Exercise description:
Recast the data below as a numbered list, leaving out any blank lines.

Provided data:
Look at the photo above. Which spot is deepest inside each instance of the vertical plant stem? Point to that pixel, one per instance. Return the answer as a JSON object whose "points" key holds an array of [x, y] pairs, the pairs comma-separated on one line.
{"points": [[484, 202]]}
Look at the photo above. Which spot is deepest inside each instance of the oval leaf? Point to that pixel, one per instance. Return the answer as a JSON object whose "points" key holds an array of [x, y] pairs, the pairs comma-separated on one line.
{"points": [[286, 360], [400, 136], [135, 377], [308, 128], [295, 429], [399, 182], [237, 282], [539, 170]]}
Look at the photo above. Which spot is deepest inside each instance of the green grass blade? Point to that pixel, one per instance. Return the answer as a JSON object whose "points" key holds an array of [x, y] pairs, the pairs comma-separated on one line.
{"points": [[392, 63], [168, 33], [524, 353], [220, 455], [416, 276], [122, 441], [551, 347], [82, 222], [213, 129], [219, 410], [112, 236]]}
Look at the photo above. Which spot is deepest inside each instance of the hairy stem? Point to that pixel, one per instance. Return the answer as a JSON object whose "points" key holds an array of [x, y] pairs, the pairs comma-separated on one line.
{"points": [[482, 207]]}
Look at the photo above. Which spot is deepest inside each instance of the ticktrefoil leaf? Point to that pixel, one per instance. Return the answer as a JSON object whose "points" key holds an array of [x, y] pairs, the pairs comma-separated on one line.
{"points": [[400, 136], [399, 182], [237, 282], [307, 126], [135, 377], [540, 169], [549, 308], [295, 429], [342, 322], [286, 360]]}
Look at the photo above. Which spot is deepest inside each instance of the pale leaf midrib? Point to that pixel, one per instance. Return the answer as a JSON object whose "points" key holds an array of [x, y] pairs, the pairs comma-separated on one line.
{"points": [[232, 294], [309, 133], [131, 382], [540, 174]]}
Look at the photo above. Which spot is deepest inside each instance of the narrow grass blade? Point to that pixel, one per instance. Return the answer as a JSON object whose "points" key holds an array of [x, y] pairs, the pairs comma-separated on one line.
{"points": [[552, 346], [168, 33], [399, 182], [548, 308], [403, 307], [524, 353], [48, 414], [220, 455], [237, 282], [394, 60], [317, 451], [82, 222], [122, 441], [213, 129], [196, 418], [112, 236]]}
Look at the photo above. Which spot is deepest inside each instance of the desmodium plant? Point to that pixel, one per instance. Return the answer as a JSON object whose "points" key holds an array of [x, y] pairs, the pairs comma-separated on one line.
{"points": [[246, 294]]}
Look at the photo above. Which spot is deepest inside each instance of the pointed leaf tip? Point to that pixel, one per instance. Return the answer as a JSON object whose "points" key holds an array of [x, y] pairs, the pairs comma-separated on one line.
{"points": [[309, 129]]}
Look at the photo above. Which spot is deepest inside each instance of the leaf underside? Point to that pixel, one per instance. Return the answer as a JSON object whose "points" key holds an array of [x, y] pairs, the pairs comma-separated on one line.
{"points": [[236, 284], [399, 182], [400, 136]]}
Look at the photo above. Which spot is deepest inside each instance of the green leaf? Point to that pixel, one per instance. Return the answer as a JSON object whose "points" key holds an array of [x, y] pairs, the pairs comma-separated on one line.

Result for this task:
1. Look at the photo above. Which spot is deepest inside each instance of the vertical plant stem? Point to that pixel, one per instance. Return the answer as a JSON object whose "points" key holds an array of [x, y] pairs, the pairs comma-separated on one line.
2. {"points": [[484, 202]]}
3. Look at the photo above. Which spot is deepest inside each instance of the oval leaf? Point to that pixel, one per instance. Return the answer as a JSON object whose "points" key holds an array of [x, y] pairs, the pairs comma-separated on one line.
4. {"points": [[286, 360], [400, 136], [135, 377], [308, 128], [295, 429], [399, 182], [237, 282], [539, 170]]}
5. Look at the photo above. Which spot is deepest inside each instance of the green grass blade? Point to that pixel, one per instance. Return the answer as a JSON object whose "points" key holds an array of [x, y] pairs, the pairs comma-separated on one line.
6. {"points": [[392, 63], [168, 33], [524, 353], [220, 455], [416, 276], [122, 441], [551, 347], [82, 222], [213, 129], [219, 410], [112, 236]]}
7. Look at the photo above. Which spot is deepest inside each instance of the hairy stem? Point to that pixel, one per instance. Return the answer as a JSON object whose "points" key holds an array of [x, y] pairs, the pairs comma-separated on one line.
8. {"points": [[482, 207]]}
9. Look at the photo above. Which spot is deepest inside each instance of the ticktrefoil leaf? Point to that pixel, one per instance. Return the answer as a JSON object whose "points" key holds an array of [x, y] pairs, the pairs comma-separated on one line.
10. {"points": [[400, 136], [399, 182], [237, 282], [307, 126], [135, 377], [540, 169], [549, 308], [295, 429], [342, 322], [286, 360]]}
11. Look at the photo above. Which spot is deepest inside each instance of the pale leaf midrib? Point to that pixel, one per instance. Return the answer as a JSON object whose "points" key holds an array of [x, y] pairs, the pairs comma-separated on one line.
12. {"points": [[232, 294], [309, 133], [131, 382], [540, 174]]}
13. Look at the photo above. Which spot is deepest inside each instance of the narrow grass blade? Point to that pixel, one per instance. Return the answer as a JSON object whose "points" key holds an array of [x, y] pairs, the pairs comma-separated on one line.
14. {"points": [[552, 346], [168, 33], [399, 182], [548, 308], [403, 307], [524, 353], [48, 414], [220, 455], [237, 282], [394, 60], [317, 451], [82, 222], [122, 441], [213, 129], [196, 418], [112, 236]]}
15. Look at the photo above. Which spot is deepest inside each instance of the desmodium plant? Point to that pixel, one per instance. Return the answer as a JSON object whose "points" key holds an array of [x, y] pairs, the pairs comma-separated on one line.
16. {"points": [[246, 294]]}
17. Look at the photo above. Which spot is deepest inside each instance of the pointed leaf tip? Point to that pixel, one per instance. Return the answer as a JSON object whose "points" key holds an array of [x, y] pairs, the pairs comma-separated on one line.
18. {"points": [[309, 129]]}
19. Look at the photo above. Which spot is deepest inside each instance of the leaf underside? Point to that pixel, one per instance. Return the answer as a JSON object whose "points" key holds an array of [x, y] pairs, the pairs comma-separated on one line.
20. {"points": [[236, 284], [399, 182], [400, 136]]}
21. Look at the photo above. Which spot is deepest inside each instance of the green leaf? Point to that pixel, one per instance. Return the answer as a JSON object whose "points" key holds an array of [x, y] pairs, the pairs comma-separated on one line.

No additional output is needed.